A RESPONSABILIDADE DAS REDES SOCIAIS PELO CONTEÚDO ILÍCITO EPREJUDICIAL DISSEMINADO EM SUA PLATAFORMA: uma análise da Portaria nº351/2023, do Ministério da Justiça e Segurança Pública

Escrito por: ELISA VIANA DIAS CHAVES

No ano de 2023 foi observada uma profusão de notícias acerca dos ataques violentos nas escolas brasileiras, dentre sensacionalismo, fake news, alarmismo e notícias coerentes dos fatos, foi possível perceber que em todas as hipóteses as plataformas de redes sociais permaneceram lucrando com a disseminação do conteúdo, fosse verdadeiro ou não, sob o viés de estímulo ou não. Fato é que as redes sociais contribuíram em larga escala para a rápida propagação de tais conteúdos, sem qualquer filtragem prévia.

Em uma análise realizada pela ONG Instituto Sou da Paz (2023), acerca dos ataques violentos ocorridos em escolas no período de 2002 até o primeiro semestre de 2023, foi constatado um aumento expressivo na quantidade de ocorrências, totalizando 7 ataques apenas no primeiro semestre do ano de 2023, 6 ataques no ano de 2022, enquanto nos anos anteriores o maior número registrado foi de 3 ataques em 2019, conforme demonstra o gráfico a seguir:

O referido estudo foi realizado abrangendo o primeiro semestre do corrente ano, contudo, até a presente data foram registrados mais 2 ataques, ambos no mês de outubro, um em Poços de Caldas (MG), e outro em Sapopemba (SP), totalizando 9 ataques em 2023 (BENEDICTO, 2023, n.p).

• OS DADOS:
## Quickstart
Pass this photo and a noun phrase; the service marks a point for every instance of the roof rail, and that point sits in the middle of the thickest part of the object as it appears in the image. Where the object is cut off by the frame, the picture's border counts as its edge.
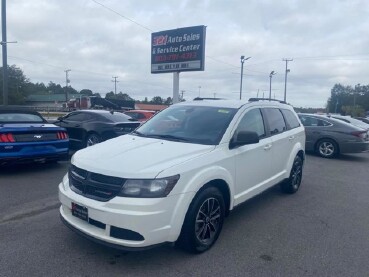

• EXERCÍCIOS PROPOSTOS:
- a) De acordo com o excerto, qual organização realizou a análise sobre os ataques violentos ocorridos em escolas entre 2002 e o primeiro semestre de 2023?
- b) Transcreva, do excerto, todo o trecho que vai de "O referido estudo" até "(BENEDICTO, 2023, n.p).".
- c) Resuma o excerto em duas frases.

• RESPOSTAS POR ITEM:
- a) A ONG Instituto Sou da Paz.

- b)
O referido estudo foi realizado abrangendo o primeiro semestre do corrente ano, contudo, até a presente data foram registrados mais 2 ataques, ambos no mês de outubro, um em Poços de Caldas (MG), e outro em Sapopemba (SP), totalizando 9 ataques em 2023 (BENEDICTO, 2023, n.p).

- c) Em 2023, as plataformas de redes sociais lucraram com a disseminação de conteúdos sobre os ataques violentos em escolas brasileiras, verdadeiros ou não, e contribuíram em larga escala para sua rápida propagação sem qualquer filtragem prévia. Uma análise da ONG Instituto Sou da Paz constatou aumento expressivo desses ataques, com 7 apenas no primeiro semestre de 2023, e mais 2 ataques ocorridos em outubro elevaram o total do ano para 9.